### TASK REQUIREMENTS
Copy out every line in the rows below that contains the word "ceiling".

### INPUT ROWS

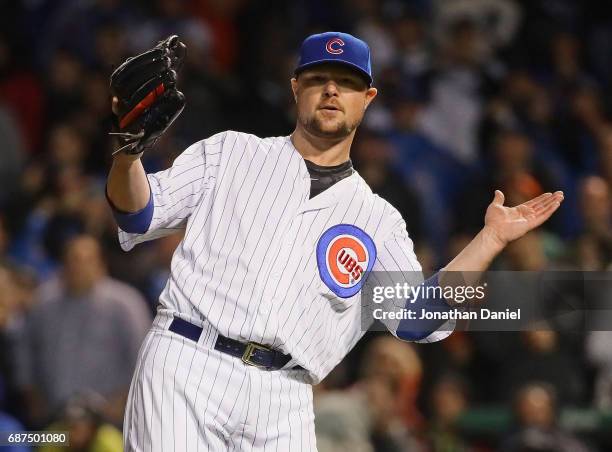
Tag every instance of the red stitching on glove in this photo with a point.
(142, 106)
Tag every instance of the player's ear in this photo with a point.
(294, 88)
(370, 95)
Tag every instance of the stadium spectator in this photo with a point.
(83, 334)
(537, 424)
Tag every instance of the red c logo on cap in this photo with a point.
(334, 50)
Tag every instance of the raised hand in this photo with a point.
(509, 223)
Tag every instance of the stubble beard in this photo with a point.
(315, 126)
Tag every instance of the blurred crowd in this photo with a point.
(474, 95)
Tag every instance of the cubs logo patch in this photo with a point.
(345, 255)
(334, 45)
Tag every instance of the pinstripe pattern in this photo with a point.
(247, 268)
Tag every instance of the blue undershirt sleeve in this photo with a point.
(136, 222)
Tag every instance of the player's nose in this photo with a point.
(330, 88)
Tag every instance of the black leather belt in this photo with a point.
(251, 353)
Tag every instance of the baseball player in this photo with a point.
(263, 299)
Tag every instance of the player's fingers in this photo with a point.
(499, 197)
(543, 215)
(543, 205)
(533, 202)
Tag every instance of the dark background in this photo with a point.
(473, 96)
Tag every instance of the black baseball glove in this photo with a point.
(148, 101)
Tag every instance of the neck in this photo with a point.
(322, 151)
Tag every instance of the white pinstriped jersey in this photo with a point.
(248, 261)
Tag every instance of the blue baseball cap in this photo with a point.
(336, 47)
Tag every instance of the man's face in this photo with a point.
(331, 100)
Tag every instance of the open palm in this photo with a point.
(510, 223)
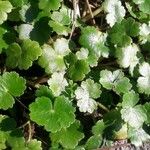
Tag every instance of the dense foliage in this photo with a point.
(74, 74)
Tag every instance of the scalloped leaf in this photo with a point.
(115, 11)
(143, 80)
(58, 115)
(57, 83)
(48, 5)
(115, 81)
(24, 55)
(69, 137)
(127, 57)
(78, 70)
(12, 85)
(94, 40)
(121, 33)
(2, 41)
(137, 136)
(134, 116)
(5, 7)
(52, 59)
(95, 141)
(92, 87)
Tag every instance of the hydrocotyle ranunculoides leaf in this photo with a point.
(55, 116)
(11, 85)
(133, 115)
(5, 7)
(69, 137)
(24, 55)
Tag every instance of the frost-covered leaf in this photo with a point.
(144, 5)
(121, 33)
(130, 99)
(5, 7)
(53, 117)
(115, 80)
(57, 83)
(82, 54)
(84, 95)
(11, 85)
(52, 59)
(69, 137)
(95, 141)
(24, 55)
(78, 70)
(92, 88)
(144, 33)
(59, 28)
(127, 57)
(63, 16)
(134, 116)
(94, 40)
(143, 81)
(115, 11)
(48, 5)
(24, 31)
(137, 136)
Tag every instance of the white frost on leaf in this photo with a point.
(144, 81)
(57, 83)
(61, 47)
(138, 136)
(127, 57)
(82, 54)
(144, 33)
(115, 11)
(84, 102)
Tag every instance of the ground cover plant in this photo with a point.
(74, 74)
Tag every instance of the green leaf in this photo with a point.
(115, 80)
(11, 85)
(58, 115)
(134, 116)
(6, 125)
(95, 141)
(92, 87)
(127, 57)
(5, 7)
(57, 83)
(24, 31)
(48, 5)
(130, 99)
(2, 41)
(147, 109)
(52, 59)
(137, 136)
(144, 6)
(44, 91)
(120, 33)
(94, 41)
(115, 11)
(24, 55)
(78, 70)
(143, 80)
(63, 16)
(59, 28)
(69, 137)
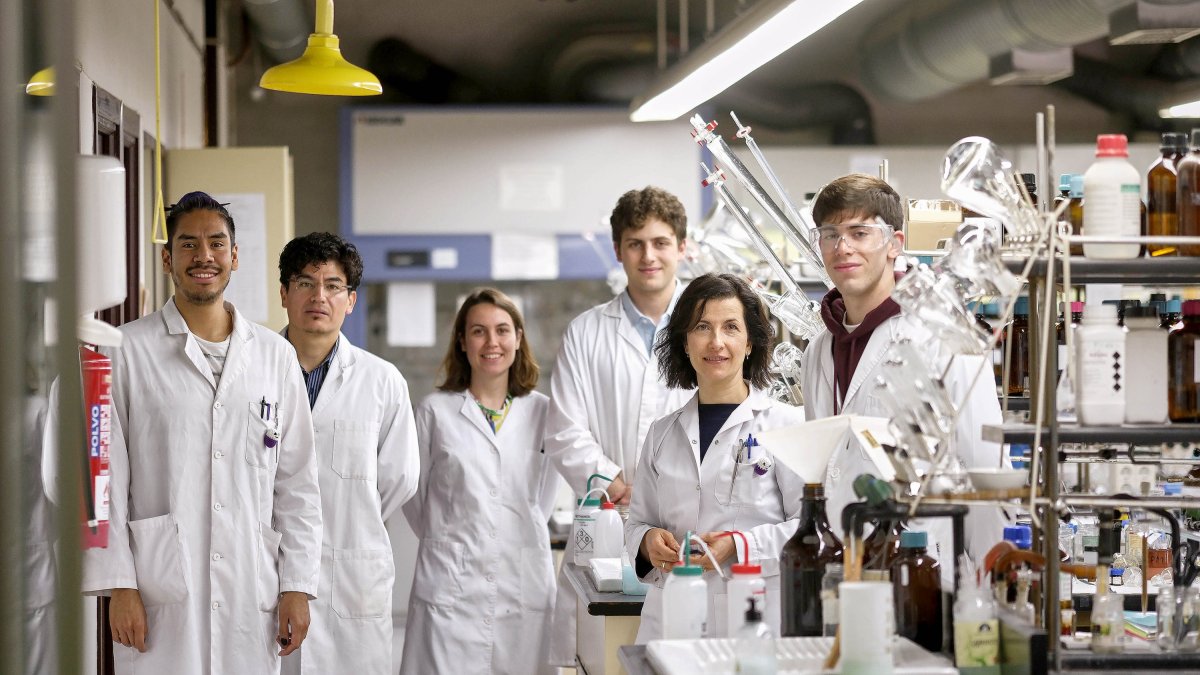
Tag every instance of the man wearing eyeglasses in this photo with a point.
(215, 515)
(367, 459)
(859, 236)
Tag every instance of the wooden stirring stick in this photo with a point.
(853, 573)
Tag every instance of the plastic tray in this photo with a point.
(796, 656)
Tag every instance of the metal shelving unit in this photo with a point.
(1149, 272)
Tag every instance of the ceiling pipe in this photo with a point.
(1179, 61)
(826, 105)
(281, 27)
(1116, 90)
(937, 53)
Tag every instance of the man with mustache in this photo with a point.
(215, 514)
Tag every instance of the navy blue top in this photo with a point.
(712, 418)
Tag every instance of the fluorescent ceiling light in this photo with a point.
(1182, 102)
(767, 30)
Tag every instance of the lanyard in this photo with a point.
(496, 418)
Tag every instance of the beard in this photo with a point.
(202, 297)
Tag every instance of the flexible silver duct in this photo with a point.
(281, 27)
(951, 48)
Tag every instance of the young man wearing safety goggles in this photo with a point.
(859, 236)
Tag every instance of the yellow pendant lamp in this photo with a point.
(42, 83)
(322, 69)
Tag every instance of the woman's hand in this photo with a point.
(660, 548)
(720, 544)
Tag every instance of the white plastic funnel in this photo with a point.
(805, 448)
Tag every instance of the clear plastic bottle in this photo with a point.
(976, 628)
(1113, 187)
(917, 590)
(755, 647)
(1183, 401)
(684, 603)
(1187, 192)
(1162, 187)
(1146, 366)
(829, 610)
(1099, 366)
(1108, 616)
(745, 586)
(610, 532)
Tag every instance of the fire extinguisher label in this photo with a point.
(101, 496)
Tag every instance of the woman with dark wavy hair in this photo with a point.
(484, 583)
(700, 470)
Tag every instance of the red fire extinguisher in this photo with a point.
(96, 370)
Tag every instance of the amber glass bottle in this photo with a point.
(1187, 195)
(1183, 401)
(1019, 353)
(1075, 210)
(802, 566)
(917, 591)
(1161, 187)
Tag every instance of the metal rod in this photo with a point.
(683, 28)
(1115, 239)
(663, 34)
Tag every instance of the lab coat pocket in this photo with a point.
(258, 453)
(159, 560)
(437, 579)
(737, 484)
(269, 568)
(363, 583)
(537, 579)
(355, 448)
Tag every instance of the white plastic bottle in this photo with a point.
(976, 628)
(755, 649)
(684, 604)
(1113, 199)
(744, 586)
(1101, 366)
(1147, 368)
(610, 532)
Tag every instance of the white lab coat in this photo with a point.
(677, 491)
(984, 525)
(208, 523)
(484, 583)
(604, 395)
(369, 466)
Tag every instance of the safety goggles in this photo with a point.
(859, 237)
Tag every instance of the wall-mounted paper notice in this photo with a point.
(249, 285)
(525, 256)
(412, 312)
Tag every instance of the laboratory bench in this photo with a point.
(604, 621)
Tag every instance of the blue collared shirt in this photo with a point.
(315, 380)
(642, 323)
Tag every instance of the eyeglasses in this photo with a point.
(309, 287)
(863, 237)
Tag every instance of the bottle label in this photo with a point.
(976, 643)
(1102, 368)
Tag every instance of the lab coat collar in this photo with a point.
(689, 417)
(243, 333)
(469, 408)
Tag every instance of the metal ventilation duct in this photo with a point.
(281, 27)
(951, 48)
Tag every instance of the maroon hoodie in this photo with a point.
(849, 347)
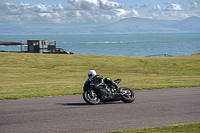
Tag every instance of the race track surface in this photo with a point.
(70, 114)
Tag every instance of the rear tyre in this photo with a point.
(91, 97)
(128, 95)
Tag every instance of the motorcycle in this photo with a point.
(96, 92)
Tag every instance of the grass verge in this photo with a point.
(25, 75)
(182, 128)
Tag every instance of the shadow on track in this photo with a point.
(85, 104)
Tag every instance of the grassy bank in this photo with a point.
(183, 128)
(36, 75)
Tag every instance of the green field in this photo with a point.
(24, 75)
(182, 128)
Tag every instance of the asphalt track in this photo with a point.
(70, 114)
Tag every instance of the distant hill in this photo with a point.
(127, 25)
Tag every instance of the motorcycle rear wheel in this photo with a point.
(91, 97)
(128, 95)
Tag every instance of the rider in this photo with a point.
(93, 76)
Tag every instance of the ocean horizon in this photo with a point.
(145, 44)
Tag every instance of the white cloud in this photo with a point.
(194, 5)
(145, 5)
(77, 11)
(171, 6)
(105, 4)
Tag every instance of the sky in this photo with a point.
(87, 13)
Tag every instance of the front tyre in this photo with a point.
(91, 97)
(127, 95)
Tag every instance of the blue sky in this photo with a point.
(81, 13)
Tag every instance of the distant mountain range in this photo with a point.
(127, 25)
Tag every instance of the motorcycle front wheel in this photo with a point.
(91, 97)
(127, 95)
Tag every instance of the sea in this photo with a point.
(164, 44)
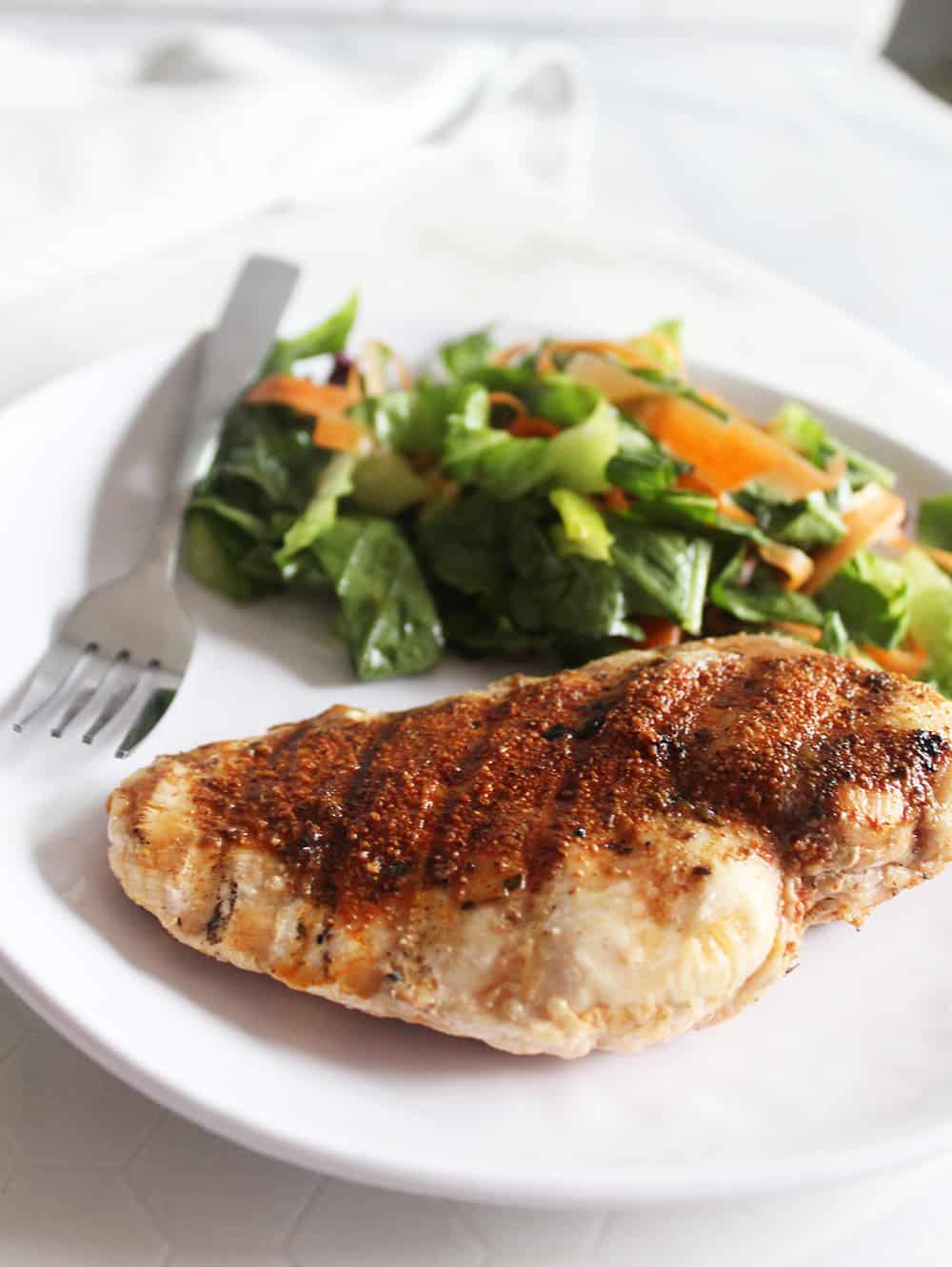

### REPLY
Tag every instance of the ceiling pipe in this photo with a point.
Tag every instance of the fluorescent ceiling light in this photo with a point.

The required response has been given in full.